------ EXTRACT TO READ ------

2) you don’t want to waste your money
This was a problem before the Trust Account was set up. but it now isn’t an issue provided the repayments are now affordable for you.
What happens if you stop paying Amigo?
How to stop paying Amigo
A borrower needs to cancel their direct debit to Amigo. And you also need to explain to your guarantor why you are doing this and why they too should not pay Amigo.
A guarantor needs to cancel the direct debit and also phone up their bank to cancel the Continuous Payment Authority (CPA) Amigo has over their debit card. They should do this even if their debit card has been replaced with one with a different number.
Some banks are saying Amigo may reinstate the CPA. Point out to the bank that the FCA says Continuous payment authorities: it is your right to cancel and that if a payment is taken, the bank will have to refund it.
Both borrower and guarantor should tell Amigo (email email@example.com ) that they are stopping paying and will not restart until their complaint is considered.
What happens to your credit record?
If a borrower stops paying, they will get missed payments and later a default showing on their credit record.
Obviously if you have had other recent credit record problems, one more may make little difference. And if the complaint is later won, these negative marks will be deleted.
A guarantor’s credit record is not harmed if they refuse to pay because the Amigo loan does not show on there.
Will Amigo take you to court? Not likely!
If you stop paying you may get emails and texts from Amigo saying you have to pay and making threatening noises about taking you to court.
Here is a typical one:
As there is no resolution in place, soon you may be issued with an LBA (Letter Before Action), this is a legal notice which will allow you to come to a resolution prior to a court claim being considered. In Court, an order for the full balance will be sought. A CCJ may be issued against you and your guarantor.
Amigo has worded this very carefully so most people will think it sounds very threatening. But look at the words they used:
They MAY issue you an LBA. They aren’t saying they WILL. I may win the lottery next week, but I probably won’t!
A court claim will be CONSIDERED. Again they aren’t saying this WILL happen. I will consider running a marathon next month, but my decision is going to be that I won’t.
Here are some of the reasons why I think Amigo is not going to take you or your guarantor to court at the moment if you have an open complaint:
- The FCA’s CONC rules say they should not when a debt is “in dispute” – your complaint is a dispute. Amigo won’t want to annoy the FCA at the moment by trying this.

------ RECORDED INFORMATION ------

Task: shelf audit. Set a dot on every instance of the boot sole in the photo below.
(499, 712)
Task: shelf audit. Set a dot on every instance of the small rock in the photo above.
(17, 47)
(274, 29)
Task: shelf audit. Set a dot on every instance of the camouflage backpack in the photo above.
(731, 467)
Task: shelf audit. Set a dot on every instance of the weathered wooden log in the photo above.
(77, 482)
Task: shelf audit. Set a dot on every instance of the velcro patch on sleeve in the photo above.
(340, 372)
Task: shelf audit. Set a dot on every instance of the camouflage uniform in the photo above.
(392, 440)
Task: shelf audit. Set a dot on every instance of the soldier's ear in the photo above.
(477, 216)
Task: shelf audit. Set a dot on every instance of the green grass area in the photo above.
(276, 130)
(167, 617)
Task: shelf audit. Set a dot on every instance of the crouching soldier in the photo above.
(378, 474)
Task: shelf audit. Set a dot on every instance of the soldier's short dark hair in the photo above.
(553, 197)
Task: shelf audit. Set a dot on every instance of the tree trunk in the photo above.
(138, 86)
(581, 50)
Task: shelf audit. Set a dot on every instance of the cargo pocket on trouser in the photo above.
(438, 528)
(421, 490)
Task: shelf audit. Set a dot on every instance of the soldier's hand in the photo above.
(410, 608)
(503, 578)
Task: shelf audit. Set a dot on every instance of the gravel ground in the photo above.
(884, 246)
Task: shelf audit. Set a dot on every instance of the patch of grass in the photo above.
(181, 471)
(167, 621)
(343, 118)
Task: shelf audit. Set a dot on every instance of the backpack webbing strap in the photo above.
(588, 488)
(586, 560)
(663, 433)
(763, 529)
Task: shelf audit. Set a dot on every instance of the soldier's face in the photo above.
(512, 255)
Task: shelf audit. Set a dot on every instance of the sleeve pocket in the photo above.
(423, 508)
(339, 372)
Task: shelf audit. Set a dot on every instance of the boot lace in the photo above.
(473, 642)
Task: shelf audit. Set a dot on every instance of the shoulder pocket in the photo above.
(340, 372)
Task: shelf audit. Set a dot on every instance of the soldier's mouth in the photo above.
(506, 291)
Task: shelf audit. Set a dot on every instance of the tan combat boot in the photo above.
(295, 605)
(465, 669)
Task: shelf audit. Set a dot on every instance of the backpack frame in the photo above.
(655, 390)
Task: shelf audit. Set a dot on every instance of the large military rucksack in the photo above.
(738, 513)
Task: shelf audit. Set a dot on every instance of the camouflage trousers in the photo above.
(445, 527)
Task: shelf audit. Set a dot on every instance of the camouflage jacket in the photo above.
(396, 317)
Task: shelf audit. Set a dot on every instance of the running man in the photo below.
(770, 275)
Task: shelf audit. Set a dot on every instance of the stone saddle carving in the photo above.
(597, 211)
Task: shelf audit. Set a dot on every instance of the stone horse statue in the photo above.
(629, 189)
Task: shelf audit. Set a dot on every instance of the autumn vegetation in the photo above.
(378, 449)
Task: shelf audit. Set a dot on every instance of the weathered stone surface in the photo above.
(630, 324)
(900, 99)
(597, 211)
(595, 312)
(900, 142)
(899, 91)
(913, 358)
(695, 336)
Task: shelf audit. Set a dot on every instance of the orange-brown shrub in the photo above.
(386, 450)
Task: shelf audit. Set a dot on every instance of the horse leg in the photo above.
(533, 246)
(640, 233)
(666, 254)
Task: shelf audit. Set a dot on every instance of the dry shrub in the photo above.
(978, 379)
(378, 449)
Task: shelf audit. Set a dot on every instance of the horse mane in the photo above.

------

** EXERCISES **
[a] Repeat everything in the passage about stopping payments to Amigo from "How to stop" down to "your credit record?".
[b] Answer these questions using the passage about stopping payments to Amigo.
(i) What does a guarantor need to phone their bank to cancel?
(ii) What happens to the negative marks on a borrower's credit record if the complaint is later won?
(iii) Why is a guarantor's credit record not harmed if they refuse to pay?
[c] Decide whether each statement agrees with the passage about stopping payments to Amigo. Answer yes or no for each, and quote the words that decide it.
(i) A borrower who stops paying will get missed payments showing on their credit record.
(ii) Amigo has said it will issue an LBA.
(iii) A guarantor does not need to cancel the CPA if their debit card has been replaced with one with a different number.
The material has no connection to the passage about stopping payments to Amigo.

** TASK-BY-TASK ANSWERS **
[a]
How to stop paying Amigo
A borrower needs to cancel their direct debit to Amigo. And you also need to explain to your guarantor why you are doing this and why they too should not pay Amigo.
A guarantor needs to cancel the direct debit and also phone up their bank to cancel the Continuous Payment Authority (CPA) Amigo has over their debit card. They should do this even if their debit card has been replaced with one with a different number.
Some banks are saying Amigo may reinstate the CPA. Point out to the bank that the FCA says Continuous payment authorities: it is your right to cancel and that if a payment is taken, the bank will have to refund it.
Both borrower and guarantor should tell Amigo (email email@example.com ) that they are stopping paying and will not restart until their complaint is considered.
What happens to your credit record?

[b]
(i) The Continuous Payment Authority (CPA) that Amigo has over their debit card.
(ii) They will be deleted.
(iii) The Amigo loan does not show on it.

[c]
(i) Yes: "If a borrower stops paying, they will get missed payments and later a default showing on their credit record."
(ii) No: "They MAY issue you an LBA. They aren’t saying they WILL."
(iii) No: "They should do this even if their debit card has been replaced with one with a different number."